- **Text**
The recommended daily intake of cyanocobalamin for adults is 3 mcg. The best food sources of B12 include organ meats; bivalves such as clams and oysters; nonfat dry milk; fermented cheese such as Camembert and Limburger; and seafood such as lobster, scallops, flounder, haddock, swordfish, and tuna.

Vitamin C

Action And Uses

Vitamin C, or ascorbic acid, has multiple functions, some of which are understood better than others. Vitamin C functions in a number of enzyme systems and is involved in intracellular oxidation-reduction potentials. It aids in the change of folic acid and the metabolism of certain amino acids, assists the absorption of iron and calcium, and blocks the absorption of copper in the GI tract. Ascorbic acid protects vitamins A and E and polyunsaturated fatty acids. It is also necessary for the formation of the ground substance of bones, teeth, connective tissue, and capillaries and for the synthesis of collagen. Ascorbic acid aids in wound healing and may be involved in blood clotting.

Ascorbic acid is used to treat debilitated (weak) patients, especially after surgery in older adult patients with fractures, and as a supplement for burn victims or patients undergoing severe stress. Infection, smoking, chronic illness, and febrile states may increase the need for vitamin C. It is used along with iron therapy and in patients on prolonged IV therapy. Premature infants require relatively large doses. It is also used for the prophylaxis and treatment of scurvy, the deficiency state.

- **Information provided**
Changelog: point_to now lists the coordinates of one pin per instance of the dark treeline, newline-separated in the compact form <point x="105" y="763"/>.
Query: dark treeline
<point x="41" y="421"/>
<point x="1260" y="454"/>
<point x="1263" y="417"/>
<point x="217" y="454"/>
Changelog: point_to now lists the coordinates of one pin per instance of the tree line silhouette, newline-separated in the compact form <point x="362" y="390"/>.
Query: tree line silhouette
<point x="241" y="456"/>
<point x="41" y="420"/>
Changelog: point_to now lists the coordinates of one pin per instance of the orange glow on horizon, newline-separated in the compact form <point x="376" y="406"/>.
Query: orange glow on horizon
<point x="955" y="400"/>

- **Assigned task A**
Rewrite the vitamin text starting at "Action And Uses" and ending at "in blood clotting.", changing "copper" to "zinc".
- **Assigned task B**
According to the vitamin text, what is the recommended daily intake of cyanocobalamin for adults?

- **Exercise output A**
Action And Uses

Vitamin C, or ascorbic acid, has multiple functions, some of which are understood better than others. Vitamin C functions in a number of enzyme systems and is involved in intracellular oxidation-reduction potentials. It aids in the change of folic acid and the metabolism of certain amino acids, assists the absorption of iron and calcium, and blocks the absorption of zinc in the GI tract. Ascorbic acid protects vitamins A and E and polyunsaturated fatty acids. It is also necessary for the formation of the ground substance of bones, teeth, connective tissue, and capillaries and for the synthesis of collagen. Ascorbic acid aids in wound healing and may be involved in blood clotting.

- **Exercise output B**
3 mcg